Sementara Darmin Nasution, selaku Menko Bidang Perekonomian, juga hanya menyebut TKA yang berhak mengisi ‘lahan’ pekerjaan adalah tenaga pengajar dan instruktur guna mendukung ekonomi digital. “Kita bicara untuk memenuhi talent (ahli) pada e-commerce, pada instruktur pendidikan vokasi dan tenaga keperawatan mesin yang susah didapatkan,” jelas Darmin.
Yang masih ‘hilang’ dari keterangan mereka adalah, bagaimana skema kontrol dan sistem konkrit yang dijalankan untuk menjaring TKA. Bila Presiden Jokowi hanya menginginkan kemudahan bagi para TKA bekerja, hal tersebut seakan secara otomatis menjauhkan Indonesia dari ‘mencontek’ cara Singapura menjaring TKA-nya. Dengan demikian, TKA berkualitas seperti yang diharapkan oleh dua pejabat di atas, makin susah menemui jalan temunya.

Soal untuk Dikerjakan:
(a) Jawab pertanyaan berikut berdasarkan kutipan halaman di atas.
(i) Apa jabatan Darmin Nasution?
(ii) Menurut Darmin, talent (ahli) dibutuhkan pada bidang apa saja?
(iii) Cara negara mana dalam menjaring TKA yang disebut dalam kutipan ini?
(b) Tulis ulang bagian kutipan halaman yang dimulai dari "Sementara Darmin Nasution, selaku" dan berakhir pada "menemui jalan temunya.", dengan mengganti "Singapura" menjadi "Malaysia".

Baris dari dataset penunjukan
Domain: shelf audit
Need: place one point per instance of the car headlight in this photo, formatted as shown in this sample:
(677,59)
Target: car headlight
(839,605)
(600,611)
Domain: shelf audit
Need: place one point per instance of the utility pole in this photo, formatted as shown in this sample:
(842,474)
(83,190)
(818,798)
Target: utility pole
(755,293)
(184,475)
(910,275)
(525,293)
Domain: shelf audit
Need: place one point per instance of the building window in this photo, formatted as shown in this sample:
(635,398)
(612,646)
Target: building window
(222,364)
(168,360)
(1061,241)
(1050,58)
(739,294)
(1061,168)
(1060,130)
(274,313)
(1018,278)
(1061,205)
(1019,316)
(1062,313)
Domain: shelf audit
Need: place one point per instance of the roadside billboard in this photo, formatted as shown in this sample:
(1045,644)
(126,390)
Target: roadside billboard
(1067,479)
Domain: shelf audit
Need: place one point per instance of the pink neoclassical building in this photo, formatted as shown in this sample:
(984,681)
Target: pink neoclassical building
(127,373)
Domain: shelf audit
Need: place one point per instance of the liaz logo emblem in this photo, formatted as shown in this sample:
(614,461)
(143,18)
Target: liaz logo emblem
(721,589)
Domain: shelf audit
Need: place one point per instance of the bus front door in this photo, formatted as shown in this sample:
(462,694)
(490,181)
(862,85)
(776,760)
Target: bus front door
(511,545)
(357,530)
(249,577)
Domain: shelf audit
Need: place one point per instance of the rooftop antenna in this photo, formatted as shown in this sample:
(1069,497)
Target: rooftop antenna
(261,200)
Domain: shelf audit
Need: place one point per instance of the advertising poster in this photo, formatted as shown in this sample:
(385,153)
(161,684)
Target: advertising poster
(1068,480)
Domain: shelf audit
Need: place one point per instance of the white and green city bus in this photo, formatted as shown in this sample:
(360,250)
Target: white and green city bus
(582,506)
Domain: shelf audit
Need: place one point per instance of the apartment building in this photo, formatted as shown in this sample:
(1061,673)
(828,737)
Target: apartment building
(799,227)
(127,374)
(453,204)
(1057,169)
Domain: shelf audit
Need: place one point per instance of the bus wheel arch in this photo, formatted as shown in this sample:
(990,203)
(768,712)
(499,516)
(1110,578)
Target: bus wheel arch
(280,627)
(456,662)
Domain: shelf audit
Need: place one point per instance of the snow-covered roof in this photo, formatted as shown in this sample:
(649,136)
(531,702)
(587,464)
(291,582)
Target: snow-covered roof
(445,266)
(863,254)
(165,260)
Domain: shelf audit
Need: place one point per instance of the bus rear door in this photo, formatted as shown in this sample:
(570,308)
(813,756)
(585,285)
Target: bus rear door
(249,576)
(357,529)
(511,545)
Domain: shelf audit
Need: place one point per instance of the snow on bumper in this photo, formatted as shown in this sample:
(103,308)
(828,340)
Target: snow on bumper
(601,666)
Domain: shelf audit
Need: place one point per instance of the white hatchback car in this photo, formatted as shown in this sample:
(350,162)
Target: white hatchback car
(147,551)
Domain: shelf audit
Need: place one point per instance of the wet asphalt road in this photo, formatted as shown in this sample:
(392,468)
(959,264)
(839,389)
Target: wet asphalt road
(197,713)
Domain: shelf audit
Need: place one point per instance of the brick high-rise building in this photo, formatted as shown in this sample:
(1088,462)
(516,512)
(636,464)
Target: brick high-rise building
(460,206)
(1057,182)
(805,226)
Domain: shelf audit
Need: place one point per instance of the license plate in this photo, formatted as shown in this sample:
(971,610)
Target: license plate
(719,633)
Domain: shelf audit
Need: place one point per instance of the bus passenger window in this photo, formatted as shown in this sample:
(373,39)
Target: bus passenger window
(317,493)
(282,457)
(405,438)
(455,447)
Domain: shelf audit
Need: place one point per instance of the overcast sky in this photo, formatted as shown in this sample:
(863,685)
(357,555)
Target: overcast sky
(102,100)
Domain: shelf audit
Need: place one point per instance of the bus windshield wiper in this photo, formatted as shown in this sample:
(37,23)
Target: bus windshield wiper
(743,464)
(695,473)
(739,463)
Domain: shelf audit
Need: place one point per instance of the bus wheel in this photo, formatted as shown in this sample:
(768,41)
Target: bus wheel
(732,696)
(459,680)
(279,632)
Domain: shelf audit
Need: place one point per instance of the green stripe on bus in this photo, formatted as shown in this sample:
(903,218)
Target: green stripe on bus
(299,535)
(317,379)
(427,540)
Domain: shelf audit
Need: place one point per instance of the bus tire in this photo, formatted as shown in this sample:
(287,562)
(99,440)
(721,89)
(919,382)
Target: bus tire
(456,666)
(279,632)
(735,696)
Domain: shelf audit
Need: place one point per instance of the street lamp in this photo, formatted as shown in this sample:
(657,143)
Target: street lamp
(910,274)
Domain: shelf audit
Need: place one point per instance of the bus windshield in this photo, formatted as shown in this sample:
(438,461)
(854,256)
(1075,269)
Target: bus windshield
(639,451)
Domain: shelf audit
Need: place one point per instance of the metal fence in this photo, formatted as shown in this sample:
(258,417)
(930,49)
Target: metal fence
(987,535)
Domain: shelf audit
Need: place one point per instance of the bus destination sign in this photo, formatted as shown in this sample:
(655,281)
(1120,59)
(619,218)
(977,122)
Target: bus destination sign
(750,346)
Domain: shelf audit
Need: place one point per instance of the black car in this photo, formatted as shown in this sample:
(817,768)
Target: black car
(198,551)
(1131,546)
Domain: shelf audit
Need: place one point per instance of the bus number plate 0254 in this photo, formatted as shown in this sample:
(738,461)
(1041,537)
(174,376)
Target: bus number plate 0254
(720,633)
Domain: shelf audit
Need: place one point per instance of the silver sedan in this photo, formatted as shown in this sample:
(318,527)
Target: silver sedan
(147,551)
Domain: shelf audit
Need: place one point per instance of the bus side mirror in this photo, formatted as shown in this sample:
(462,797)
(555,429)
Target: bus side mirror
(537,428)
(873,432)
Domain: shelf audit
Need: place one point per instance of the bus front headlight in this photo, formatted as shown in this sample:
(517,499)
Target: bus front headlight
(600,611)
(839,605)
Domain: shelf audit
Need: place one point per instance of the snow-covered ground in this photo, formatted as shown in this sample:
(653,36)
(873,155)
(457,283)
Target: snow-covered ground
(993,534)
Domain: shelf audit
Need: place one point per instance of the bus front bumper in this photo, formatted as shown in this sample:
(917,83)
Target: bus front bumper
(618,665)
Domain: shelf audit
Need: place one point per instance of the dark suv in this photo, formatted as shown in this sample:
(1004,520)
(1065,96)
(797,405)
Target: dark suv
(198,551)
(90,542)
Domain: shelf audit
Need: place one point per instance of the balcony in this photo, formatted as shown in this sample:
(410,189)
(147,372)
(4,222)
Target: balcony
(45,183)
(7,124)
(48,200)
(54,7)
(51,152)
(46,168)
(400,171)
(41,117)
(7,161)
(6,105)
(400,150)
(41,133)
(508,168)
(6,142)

Jawaban Tertulis:
(a)
(i) Menko Bidang Perekonomian.
(ii) Pada e-commerce, pada instruktur pendidikan vokasi, dan tenaga keperawatan mesin.
(iii) Singapura.

(b)
Sementara Darmin Nasution, selaku Menko Bidang Perekonomian, juga hanya menyebut TKA yang berhak mengisi ‘lahan’ pekerjaan adalah tenaga pengajar dan instruktur guna mendukung ekonomi digital. “Kita bicara untuk memenuhi talent (ahli) pada e-commerce, pada instruktur pendidikan vokasi dan tenaga keperawatan mesin yang susah didapatkan,” jelas Darmin.
Yang masih ‘hilang’ dari keterangan mereka adalah, bagaimana skema kontrol dan sistem konkrit yang dijalankan untuk menjaring TKA. Bila Presiden Jokowi hanya menginginkan kemudahan bagi para TKA bekerja, hal tersebut seakan secara otomatis menjauhkan Indonesia dari ‘mencontek’ cara Malaysia menjaring TKA-nya. Dengan demikian, TKA berkualitas seperti yang diharapkan oleh dua pejabat di atas, makin susah menemui jalan temunya.